§ **WRITTEN TASK**
Transcribe every record that appears below, exactly and in full.

§ **SUPPLIED ENTRIES**

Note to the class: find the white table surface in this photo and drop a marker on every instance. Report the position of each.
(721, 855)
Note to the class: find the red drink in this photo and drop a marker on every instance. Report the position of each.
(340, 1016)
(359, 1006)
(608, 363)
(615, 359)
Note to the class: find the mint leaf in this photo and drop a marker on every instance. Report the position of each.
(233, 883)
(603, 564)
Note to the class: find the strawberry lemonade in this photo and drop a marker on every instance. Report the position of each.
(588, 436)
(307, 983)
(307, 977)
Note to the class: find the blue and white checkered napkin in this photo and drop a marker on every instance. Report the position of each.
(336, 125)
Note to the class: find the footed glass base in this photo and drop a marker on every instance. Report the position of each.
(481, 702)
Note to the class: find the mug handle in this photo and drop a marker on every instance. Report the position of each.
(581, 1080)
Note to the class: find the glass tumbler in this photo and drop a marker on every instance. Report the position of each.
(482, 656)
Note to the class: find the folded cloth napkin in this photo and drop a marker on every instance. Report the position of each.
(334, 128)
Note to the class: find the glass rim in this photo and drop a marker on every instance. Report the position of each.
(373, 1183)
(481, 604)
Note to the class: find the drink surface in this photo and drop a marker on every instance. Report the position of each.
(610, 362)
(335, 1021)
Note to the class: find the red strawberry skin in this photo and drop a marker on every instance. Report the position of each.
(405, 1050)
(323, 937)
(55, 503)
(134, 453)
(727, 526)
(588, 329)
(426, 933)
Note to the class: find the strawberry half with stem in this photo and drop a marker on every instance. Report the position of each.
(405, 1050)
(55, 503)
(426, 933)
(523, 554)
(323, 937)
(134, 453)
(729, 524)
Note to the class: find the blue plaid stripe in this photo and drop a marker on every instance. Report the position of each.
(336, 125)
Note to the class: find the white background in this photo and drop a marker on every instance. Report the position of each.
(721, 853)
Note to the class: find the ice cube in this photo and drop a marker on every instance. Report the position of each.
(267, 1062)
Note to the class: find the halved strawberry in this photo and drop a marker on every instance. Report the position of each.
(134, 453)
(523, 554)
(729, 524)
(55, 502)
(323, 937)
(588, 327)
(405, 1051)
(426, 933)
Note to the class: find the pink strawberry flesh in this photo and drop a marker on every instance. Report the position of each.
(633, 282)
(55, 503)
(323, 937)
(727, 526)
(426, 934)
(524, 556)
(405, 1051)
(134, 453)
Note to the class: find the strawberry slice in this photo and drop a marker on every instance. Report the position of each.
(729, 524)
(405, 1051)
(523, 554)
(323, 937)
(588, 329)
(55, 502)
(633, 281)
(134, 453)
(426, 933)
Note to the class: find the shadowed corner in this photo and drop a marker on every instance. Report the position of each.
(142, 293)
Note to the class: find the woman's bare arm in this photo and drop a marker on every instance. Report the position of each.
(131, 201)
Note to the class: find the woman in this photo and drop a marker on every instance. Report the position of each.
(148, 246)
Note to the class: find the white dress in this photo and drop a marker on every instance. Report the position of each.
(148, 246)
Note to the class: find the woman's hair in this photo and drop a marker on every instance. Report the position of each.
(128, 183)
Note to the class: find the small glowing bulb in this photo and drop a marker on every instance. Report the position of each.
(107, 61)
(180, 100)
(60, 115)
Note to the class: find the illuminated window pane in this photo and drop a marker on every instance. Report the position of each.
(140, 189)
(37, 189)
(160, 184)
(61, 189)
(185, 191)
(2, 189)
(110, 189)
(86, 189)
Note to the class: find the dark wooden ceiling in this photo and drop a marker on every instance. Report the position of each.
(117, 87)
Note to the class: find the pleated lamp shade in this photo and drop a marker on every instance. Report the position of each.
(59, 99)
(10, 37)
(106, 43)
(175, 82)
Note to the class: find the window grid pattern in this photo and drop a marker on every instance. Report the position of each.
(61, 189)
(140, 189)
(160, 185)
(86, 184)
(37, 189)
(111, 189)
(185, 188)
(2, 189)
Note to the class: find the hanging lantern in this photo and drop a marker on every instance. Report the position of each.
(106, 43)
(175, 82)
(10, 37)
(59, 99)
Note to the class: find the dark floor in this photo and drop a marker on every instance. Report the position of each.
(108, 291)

§ **PROBLEM SOLUTION**
Note to the class: find the white table surface in this photo and drop a marker on every instance. Report the position of each.
(721, 855)
Note to the class: find the red drink in this photo and drop a marker on every instance. Report the position of each.
(340, 1016)
(359, 1006)
(608, 363)
(615, 359)
Note to the class: find the mint leaf in this photo and drop a marker on every instance. Report the position of each.
(233, 883)
(603, 564)
Note to the class: find the strawberry lemonade in this photo and drop a marker on every instance. Report the position of each.
(588, 436)
(307, 983)
(307, 977)
Note to the class: find the blue and white checkered napkin in this photo and drop a marker on every instance. Report the position of each.
(336, 125)
Note to the class: find the footed glass base in this photo and drop a marker on every instance. Report the position of each.
(481, 702)
Note to the class: find the mug handle in this photo and drop a marker on every instance. Report the position of each.
(581, 1080)
Note to the class: find the glass tumbler in this photo and drop a marker on every instance. Report the position of each.
(482, 656)
Note to the class: find the folded cloth napkin in this photo and drop a marker on every instance. Report the position of each.
(334, 128)
Note to the class: find the glass rim in this photo and drop a marker on every instance. Report the position of each.
(373, 1183)
(481, 604)
Note to the class: find the drink surface in this photo and drop a marker on every instance. Report the position of each.
(610, 362)
(335, 1021)
Note to the class: find the red strawberry skin in this photo and drop a marker on every instance. Report the position of each.
(405, 1050)
(323, 937)
(55, 503)
(134, 453)
(727, 526)
(588, 329)
(426, 933)
Note to the class: find the strawberry half with stem in this photo and drop a marker on every instance. Report the position of each.
(405, 1050)
(55, 503)
(426, 933)
(523, 554)
(323, 937)
(134, 453)
(729, 524)
Note to the class: find the blue plaid stripe in this photo and drop a marker on every instance. Report the position of each.
(336, 125)
Note to the class: find the white background in this photo and drop a marker on every instance. Report the position of each.
(721, 853)
Note to the class: find the ice cube in this photo and drop a marker on every instance. Report the position of each.
(267, 1062)
Note to the class: find the halved strawberry in this photo and drop a marker on every instance. Report the position of each.
(134, 453)
(523, 554)
(729, 524)
(55, 502)
(323, 937)
(588, 327)
(405, 1051)
(426, 933)
Note to the class: find the pink strawberry flesh in this photo and drop a marker on every instance. Report the position of each.
(633, 282)
(55, 503)
(323, 937)
(727, 526)
(426, 934)
(524, 556)
(405, 1051)
(134, 453)
Note to the class: find the strawberry slice in this photo and drop a marker on every instance. Report the position of each.
(729, 524)
(405, 1051)
(523, 554)
(323, 937)
(588, 329)
(55, 502)
(633, 281)
(134, 453)
(426, 933)
Note to the class: find the shadowed corner in this photo and drop a marker on every instance. Report the position of each.
(142, 293)
Note to the class: find the woman's bare arm in this photo and drop a marker on every instance. Report the position of each.
(131, 201)
Note to the class: find the woman in this photo and drop a marker on every instance. Report the position of each.
(148, 246)
Note to the class: find the white dress in this photo and drop a marker on every instance. Report the position of each.
(148, 246)
Note to the class: find the woman's hair in this photo and drop a marker on every instance. Report the position of each.
(128, 183)
Note to the class: find the small glowing bulb in this photo and drop a marker on every instance. Report the position of each.
(107, 61)
(180, 100)
(60, 115)
Note to the class: find the illuminated window pane in this photo and drop a marker on every instance. Report the position of each.
(140, 189)
(37, 189)
(160, 184)
(61, 189)
(185, 191)
(2, 189)
(110, 189)
(86, 189)
Note to the class: find the dark wooden ceiling in this photo and drop a marker on every instance. Report the position of each.
(117, 87)
Note to the class: find the pleated lamp shade in this photo and drop a marker on every instance. Report the position of each.
(59, 99)
(10, 37)
(106, 43)
(175, 82)
Note to the class: find the window grid pattern in this photo and drop a marker on every instance. Report the position of each.
(61, 189)
(140, 189)
(160, 185)
(86, 184)
(37, 189)
(111, 189)
(185, 188)
(2, 189)
Note to the class: find the hanging lantern in this photo and drop a marker on every instance. Report the position of each.
(106, 43)
(175, 82)
(10, 37)
(59, 99)
Note to the class: find the dark floor in this photo and drop a marker on every instance. Report the position of each.
(108, 291)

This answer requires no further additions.